== Document passage
High Severity Issues

  1. False Confidence: Tests appear to be testing live API integration when they’re actually testing error handling
  2. Masked Real Issues: Actual API integration problems could be hidden by this fallback behavior
  3. State Pollution: Earlier tests contaminate the environment for later tests
  4. Debugging Confusion: Developers see contradictory logging making troubleshooting extremely difficult

Potential Hidden Failures

  • Real API integration issues being masked as “normal test behavior”
  • Configuration problems not being detected
  • Network/timeout issues being silently handled
  • Invalid response parsing potentially bypassed

Technical Details

Environment Variable Pollution

The root cause is global state mutation:

# This creates global contamination:
System.put_env(env_var, "mock-api-key-for-testing-persistent")

# Later tests see this and think it's a real key:
def api_key_available?(provider) do
  env_var = get_env_var_name(provider)
  env_var && System.get_env(env_var) not in [nil, ""]  # Returns TRUE for mock key!
end

Process Lifecycle Issues

The cleanup mechanism is insufficient:

on_exit(fn ->
  System.delete_env(env_var)  # This only runs AFTER the test
end)
====
== Extracted material
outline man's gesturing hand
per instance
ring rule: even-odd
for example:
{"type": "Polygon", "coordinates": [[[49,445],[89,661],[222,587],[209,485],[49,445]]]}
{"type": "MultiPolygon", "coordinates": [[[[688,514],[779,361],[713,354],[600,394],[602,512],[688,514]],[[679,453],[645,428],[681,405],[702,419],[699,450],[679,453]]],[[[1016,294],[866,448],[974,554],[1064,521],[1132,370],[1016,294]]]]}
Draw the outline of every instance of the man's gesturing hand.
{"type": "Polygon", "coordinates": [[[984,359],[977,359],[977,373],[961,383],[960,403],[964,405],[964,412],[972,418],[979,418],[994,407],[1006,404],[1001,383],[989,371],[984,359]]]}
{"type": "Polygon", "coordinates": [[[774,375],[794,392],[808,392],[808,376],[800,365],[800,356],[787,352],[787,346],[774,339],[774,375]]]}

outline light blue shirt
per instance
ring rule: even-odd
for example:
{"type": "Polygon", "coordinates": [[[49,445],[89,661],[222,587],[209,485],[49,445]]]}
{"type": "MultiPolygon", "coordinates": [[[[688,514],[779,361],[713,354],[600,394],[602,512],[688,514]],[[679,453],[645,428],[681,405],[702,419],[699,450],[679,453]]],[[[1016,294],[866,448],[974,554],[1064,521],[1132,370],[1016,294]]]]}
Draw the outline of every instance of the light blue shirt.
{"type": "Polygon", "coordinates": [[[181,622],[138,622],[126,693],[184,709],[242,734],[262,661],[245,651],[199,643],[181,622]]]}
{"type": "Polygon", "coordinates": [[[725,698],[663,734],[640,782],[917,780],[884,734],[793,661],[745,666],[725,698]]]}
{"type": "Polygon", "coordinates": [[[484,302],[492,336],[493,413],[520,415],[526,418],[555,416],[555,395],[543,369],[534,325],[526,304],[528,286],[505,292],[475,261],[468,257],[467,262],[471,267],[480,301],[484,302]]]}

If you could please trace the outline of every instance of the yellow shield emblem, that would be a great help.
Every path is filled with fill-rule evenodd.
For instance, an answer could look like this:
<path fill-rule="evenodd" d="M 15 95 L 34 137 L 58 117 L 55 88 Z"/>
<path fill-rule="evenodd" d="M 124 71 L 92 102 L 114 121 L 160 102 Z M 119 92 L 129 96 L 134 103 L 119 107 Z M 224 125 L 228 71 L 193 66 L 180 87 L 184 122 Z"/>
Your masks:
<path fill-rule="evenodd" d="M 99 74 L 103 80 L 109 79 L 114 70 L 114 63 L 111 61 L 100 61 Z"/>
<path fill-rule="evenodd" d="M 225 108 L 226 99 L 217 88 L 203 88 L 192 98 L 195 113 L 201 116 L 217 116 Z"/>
====
> [Work task A]:
According to the write-up on test environment pollution, what is the root cause of the problem?
> [Work task B]:
Resume the write-up on test environment pollution, picking up after its final line.

> [Your response A]:
Global state mutation.

> [Your response B]:
By the time cleanup runs, subsequent tests have already been contaminated.

Evidence from Test Output

From the provided test run:

🟡 [TEST MODE] Using MOCK FALLBACK for gemini (no API key detected)  # Early tests
# ... many tests later ...
🟢 [TEST MODE] Using LIVE API for gemini (API key: mock***)           # Contaminated tests

This clearly shows the progression from clean mock state to contaminated “live” state.

1. Fix State Isolation (Critical)

Replace global environment mutation with process-local state:

def setup_adaptive_client(provider \\ :gemini) do
  # Store original state
  env_var = get_env_var_name(provider)
  original_value = System.get_env(env_var)
  
  if api_key_available?(provider) do
    # Use actual live API
    {:real, start_live_client(provider)}
  else
    # Use isolated mock without contaminating global state
    {:mock, start_mock_client(provider)}
  end
end

2. Separate Mock and Live Client Paths (Critical)

Create distinct client types instead of relying on environment variables:

defp start_mock_client(provider) do
  # Create a true mock client that doesn't touch environment variables
  MockClientManager.start_link(provider, mock_responses())
end

defp start_live_client(provider) do
  # Only use when real API keys are confirmed available
  DSPEx.ClientManager.start_link(provider)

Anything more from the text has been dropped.